Available data ▸
------------------------------------------------------------
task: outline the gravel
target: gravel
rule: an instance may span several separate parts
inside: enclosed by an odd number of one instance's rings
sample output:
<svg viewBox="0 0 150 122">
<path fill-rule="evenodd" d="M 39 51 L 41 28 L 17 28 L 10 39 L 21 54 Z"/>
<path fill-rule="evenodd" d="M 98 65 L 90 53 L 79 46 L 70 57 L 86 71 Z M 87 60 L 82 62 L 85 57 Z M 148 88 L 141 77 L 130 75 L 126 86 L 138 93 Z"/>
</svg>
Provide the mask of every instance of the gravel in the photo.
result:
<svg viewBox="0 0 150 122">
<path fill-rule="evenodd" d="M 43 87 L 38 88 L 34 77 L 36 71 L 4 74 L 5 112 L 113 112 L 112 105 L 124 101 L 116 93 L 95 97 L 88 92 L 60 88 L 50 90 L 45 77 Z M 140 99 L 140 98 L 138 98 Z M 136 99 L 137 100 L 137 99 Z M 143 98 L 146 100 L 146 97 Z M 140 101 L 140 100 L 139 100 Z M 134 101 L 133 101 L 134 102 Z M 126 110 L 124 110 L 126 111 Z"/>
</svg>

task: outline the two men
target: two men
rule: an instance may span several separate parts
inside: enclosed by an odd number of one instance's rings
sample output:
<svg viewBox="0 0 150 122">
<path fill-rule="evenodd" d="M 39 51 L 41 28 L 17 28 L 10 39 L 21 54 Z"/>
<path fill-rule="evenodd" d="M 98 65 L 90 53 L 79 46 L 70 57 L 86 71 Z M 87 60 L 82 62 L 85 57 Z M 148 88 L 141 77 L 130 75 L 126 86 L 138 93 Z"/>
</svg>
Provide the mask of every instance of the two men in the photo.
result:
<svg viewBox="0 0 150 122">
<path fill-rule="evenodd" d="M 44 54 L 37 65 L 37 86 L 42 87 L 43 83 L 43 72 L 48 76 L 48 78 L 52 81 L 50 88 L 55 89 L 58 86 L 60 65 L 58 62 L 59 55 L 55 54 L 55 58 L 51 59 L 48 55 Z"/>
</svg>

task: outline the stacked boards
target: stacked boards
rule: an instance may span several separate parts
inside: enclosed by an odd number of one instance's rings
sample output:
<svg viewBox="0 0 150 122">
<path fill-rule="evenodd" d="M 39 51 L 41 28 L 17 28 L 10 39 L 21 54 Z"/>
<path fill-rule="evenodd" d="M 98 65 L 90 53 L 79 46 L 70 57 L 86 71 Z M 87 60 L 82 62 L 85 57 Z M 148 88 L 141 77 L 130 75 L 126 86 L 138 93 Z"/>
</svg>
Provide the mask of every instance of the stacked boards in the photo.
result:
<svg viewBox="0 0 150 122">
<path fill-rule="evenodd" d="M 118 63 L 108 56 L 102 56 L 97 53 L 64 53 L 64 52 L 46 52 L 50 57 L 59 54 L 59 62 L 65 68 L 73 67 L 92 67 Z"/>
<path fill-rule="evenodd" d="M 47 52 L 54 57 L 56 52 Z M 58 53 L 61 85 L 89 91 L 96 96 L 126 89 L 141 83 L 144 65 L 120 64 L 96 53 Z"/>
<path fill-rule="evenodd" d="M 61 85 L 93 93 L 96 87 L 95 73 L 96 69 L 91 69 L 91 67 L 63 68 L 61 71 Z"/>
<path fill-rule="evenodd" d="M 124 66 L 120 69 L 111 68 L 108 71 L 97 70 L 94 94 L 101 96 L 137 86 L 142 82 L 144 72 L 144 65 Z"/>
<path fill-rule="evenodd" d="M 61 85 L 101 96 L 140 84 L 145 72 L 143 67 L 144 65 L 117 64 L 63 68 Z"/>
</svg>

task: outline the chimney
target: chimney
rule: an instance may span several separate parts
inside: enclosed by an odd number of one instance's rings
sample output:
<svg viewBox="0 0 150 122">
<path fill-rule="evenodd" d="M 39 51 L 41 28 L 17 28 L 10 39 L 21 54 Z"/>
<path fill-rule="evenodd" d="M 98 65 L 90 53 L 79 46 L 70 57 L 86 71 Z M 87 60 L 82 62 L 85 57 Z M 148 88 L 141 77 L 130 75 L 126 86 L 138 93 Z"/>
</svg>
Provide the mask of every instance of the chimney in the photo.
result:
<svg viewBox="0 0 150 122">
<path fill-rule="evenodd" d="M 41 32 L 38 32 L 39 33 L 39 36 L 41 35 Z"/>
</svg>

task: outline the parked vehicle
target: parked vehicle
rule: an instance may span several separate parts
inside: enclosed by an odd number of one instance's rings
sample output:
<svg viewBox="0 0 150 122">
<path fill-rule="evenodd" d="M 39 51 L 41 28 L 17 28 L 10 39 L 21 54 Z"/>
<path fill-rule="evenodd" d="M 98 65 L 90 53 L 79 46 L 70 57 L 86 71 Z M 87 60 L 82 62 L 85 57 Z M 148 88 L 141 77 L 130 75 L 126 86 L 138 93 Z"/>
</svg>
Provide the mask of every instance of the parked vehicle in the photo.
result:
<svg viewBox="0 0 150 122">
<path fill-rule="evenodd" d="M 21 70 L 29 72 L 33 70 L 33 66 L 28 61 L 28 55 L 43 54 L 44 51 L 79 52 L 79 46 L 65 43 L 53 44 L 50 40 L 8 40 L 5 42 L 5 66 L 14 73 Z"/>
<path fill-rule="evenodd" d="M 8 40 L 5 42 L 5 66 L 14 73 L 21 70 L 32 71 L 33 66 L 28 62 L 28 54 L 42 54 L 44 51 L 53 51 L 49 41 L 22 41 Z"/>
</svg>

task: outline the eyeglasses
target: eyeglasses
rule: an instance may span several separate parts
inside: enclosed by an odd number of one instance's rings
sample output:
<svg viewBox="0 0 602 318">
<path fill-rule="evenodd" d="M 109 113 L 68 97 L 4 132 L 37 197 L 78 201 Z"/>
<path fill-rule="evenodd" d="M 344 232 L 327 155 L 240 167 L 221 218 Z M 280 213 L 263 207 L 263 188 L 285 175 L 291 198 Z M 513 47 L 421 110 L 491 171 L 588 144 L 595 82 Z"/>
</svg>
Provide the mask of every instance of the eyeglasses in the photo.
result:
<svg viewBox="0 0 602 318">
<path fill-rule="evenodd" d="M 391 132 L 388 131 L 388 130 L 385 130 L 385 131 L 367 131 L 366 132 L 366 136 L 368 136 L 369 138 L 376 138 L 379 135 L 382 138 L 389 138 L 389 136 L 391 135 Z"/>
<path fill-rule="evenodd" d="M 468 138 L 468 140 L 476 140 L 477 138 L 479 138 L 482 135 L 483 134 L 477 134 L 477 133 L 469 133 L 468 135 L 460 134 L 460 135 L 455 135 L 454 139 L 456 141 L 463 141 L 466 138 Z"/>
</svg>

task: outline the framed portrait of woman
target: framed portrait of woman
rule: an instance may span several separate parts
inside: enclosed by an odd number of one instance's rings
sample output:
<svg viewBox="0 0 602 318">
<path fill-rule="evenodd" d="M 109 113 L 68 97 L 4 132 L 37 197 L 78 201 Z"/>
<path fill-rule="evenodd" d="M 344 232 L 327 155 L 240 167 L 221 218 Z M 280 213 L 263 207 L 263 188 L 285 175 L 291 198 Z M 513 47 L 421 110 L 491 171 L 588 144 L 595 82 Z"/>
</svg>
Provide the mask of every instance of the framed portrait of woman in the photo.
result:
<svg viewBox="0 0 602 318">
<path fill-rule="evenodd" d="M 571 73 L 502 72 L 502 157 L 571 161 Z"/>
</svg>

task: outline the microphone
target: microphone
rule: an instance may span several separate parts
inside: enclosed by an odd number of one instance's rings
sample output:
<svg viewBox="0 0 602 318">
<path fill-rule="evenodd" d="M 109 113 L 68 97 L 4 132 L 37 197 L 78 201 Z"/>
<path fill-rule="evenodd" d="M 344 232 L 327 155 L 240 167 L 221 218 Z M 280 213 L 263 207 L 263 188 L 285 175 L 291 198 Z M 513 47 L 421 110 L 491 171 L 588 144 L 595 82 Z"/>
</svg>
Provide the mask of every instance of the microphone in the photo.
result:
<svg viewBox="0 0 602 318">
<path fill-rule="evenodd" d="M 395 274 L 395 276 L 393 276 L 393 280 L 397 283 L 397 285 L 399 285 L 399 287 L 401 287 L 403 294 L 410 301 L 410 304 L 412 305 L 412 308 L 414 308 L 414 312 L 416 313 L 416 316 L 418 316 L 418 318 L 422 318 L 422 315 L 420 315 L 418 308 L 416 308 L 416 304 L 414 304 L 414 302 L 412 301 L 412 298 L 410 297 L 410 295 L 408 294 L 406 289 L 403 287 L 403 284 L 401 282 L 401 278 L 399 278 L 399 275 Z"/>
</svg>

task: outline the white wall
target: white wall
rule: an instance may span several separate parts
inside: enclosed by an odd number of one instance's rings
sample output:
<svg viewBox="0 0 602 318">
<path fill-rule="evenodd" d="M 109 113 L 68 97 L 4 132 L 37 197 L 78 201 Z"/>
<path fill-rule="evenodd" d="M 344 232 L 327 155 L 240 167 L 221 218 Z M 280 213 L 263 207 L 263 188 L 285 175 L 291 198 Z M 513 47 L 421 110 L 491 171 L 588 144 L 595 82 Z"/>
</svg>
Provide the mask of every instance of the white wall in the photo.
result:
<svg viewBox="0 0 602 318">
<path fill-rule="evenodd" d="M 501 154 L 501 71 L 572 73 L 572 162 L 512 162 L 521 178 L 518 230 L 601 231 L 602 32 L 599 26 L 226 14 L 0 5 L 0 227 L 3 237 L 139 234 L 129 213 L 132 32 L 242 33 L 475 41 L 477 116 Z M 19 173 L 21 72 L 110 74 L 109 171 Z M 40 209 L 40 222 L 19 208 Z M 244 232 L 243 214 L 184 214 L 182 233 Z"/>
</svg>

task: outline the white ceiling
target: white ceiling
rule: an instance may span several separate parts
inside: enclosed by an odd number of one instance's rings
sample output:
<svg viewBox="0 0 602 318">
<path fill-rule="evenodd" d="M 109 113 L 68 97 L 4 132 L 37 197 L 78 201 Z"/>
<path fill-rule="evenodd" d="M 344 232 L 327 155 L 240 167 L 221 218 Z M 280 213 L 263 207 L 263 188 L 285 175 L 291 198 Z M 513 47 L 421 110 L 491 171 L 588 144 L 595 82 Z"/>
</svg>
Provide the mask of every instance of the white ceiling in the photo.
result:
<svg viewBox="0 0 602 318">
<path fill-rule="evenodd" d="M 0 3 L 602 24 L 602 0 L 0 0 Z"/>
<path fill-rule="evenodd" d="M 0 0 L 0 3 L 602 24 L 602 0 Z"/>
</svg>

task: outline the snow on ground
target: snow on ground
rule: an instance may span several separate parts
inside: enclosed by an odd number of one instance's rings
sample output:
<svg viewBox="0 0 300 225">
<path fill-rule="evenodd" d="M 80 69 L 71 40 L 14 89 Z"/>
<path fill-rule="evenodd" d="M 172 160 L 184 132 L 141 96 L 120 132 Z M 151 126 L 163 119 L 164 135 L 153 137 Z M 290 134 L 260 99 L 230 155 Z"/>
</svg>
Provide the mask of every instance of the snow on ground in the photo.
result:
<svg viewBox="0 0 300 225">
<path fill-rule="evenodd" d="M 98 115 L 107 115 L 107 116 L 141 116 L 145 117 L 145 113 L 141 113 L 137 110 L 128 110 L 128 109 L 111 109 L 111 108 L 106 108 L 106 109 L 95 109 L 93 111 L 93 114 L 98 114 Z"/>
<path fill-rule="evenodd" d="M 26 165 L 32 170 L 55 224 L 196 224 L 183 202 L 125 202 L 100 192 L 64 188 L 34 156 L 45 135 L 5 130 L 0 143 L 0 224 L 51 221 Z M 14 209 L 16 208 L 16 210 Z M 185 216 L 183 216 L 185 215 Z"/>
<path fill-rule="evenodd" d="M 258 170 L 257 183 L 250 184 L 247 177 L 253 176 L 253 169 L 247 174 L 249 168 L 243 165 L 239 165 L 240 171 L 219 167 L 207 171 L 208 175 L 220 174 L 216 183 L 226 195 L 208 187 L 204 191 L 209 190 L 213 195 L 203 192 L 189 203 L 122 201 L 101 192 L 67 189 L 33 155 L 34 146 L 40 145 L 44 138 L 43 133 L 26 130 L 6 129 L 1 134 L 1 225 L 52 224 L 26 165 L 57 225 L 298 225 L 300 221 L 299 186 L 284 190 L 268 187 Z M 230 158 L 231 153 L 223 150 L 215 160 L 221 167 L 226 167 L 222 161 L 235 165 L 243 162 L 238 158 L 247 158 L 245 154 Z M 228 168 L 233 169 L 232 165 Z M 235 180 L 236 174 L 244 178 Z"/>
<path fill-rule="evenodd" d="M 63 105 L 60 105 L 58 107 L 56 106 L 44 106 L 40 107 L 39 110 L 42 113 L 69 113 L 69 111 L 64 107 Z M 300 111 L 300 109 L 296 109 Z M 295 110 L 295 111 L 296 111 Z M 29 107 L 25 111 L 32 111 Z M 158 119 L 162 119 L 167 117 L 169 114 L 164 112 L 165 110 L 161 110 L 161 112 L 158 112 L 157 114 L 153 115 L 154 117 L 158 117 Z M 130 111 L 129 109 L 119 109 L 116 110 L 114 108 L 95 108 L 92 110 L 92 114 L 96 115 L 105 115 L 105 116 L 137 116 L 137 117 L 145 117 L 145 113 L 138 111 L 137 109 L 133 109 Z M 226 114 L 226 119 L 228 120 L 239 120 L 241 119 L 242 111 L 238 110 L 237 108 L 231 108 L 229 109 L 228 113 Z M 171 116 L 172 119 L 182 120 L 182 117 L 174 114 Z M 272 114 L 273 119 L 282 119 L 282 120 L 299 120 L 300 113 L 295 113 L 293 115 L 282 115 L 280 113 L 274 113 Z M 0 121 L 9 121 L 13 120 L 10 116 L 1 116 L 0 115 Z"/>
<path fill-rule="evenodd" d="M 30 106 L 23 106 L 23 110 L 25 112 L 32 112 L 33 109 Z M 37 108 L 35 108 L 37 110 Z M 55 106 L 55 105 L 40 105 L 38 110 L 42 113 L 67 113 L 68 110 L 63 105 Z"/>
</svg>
------------------------------------------------------------
Exercise ▸ Retype exactly the lines above, from the one with "task: outline the white ceiling" through the one with "Provide the mask of every instance of the snow", inclusive.

Problem solution ▸
task: outline the white ceiling
target: white ceiling
rule: an instance may span several separate parts
inside: enclosed by an odd number of one instance's rings
sample output:
<svg viewBox="0 0 602 318">
<path fill-rule="evenodd" d="M 109 113 L 68 97 L 4 132 L 37 197 L 78 201 Z"/>
<path fill-rule="evenodd" d="M 344 232 L 327 155 L 240 167 L 221 218 Z M 280 213 L 263 207 L 263 188 L 285 175 L 291 198 Z M 513 47 L 421 110 L 491 171 L 588 144 L 595 82 Z"/>
</svg>
Provide the mask of every instance of the white ceiling in the photo.
result:
<svg viewBox="0 0 602 318">
<path fill-rule="evenodd" d="M 0 3 L 602 24 L 602 0 L 0 0 Z"/>
<path fill-rule="evenodd" d="M 0 0 L 0 3 L 602 24 L 602 0 Z"/>
</svg>

task: outline the snow on ground
target: snow on ground
rule: an instance may span several separate parts
inside: enclosed by an odd number of one instance's rings
sample output:
<svg viewBox="0 0 300 225">
<path fill-rule="evenodd" d="M 80 69 L 71 40 L 14 89 Z"/>
<path fill-rule="evenodd" d="M 172 160 L 184 132 L 141 96 L 120 132 Z M 151 126 L 163 119 L 164 135 L 153 137 Z M 290 134 L 260 99 L 230 155 Z"/>
</svg>
Provide the mask of every instance of the snow on ground in the photo.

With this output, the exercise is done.